TASK REQUIREMENTS:
In the data below, how many lines include the string "target"? Give only the number.

RECORDS FOR PROCESSING:
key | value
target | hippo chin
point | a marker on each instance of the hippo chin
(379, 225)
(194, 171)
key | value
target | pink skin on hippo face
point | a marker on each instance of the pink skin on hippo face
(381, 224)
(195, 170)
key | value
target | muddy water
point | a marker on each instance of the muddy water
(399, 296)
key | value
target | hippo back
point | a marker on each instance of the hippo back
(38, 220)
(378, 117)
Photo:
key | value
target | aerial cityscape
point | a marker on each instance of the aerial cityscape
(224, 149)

==

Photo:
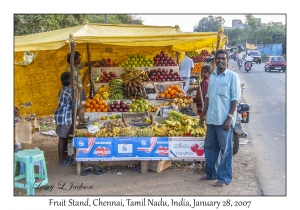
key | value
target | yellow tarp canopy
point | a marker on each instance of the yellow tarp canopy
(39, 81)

* * *

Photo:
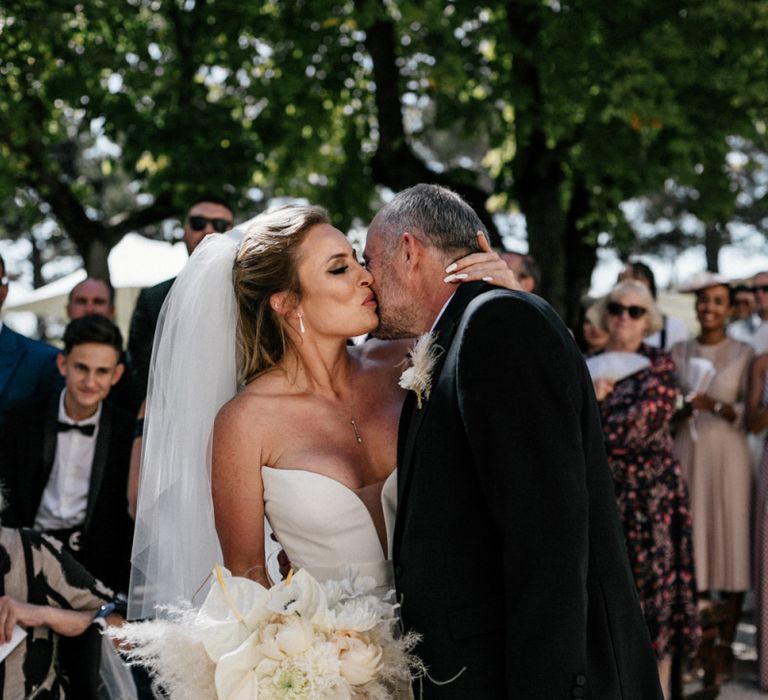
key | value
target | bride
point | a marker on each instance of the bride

RESPONSE:
7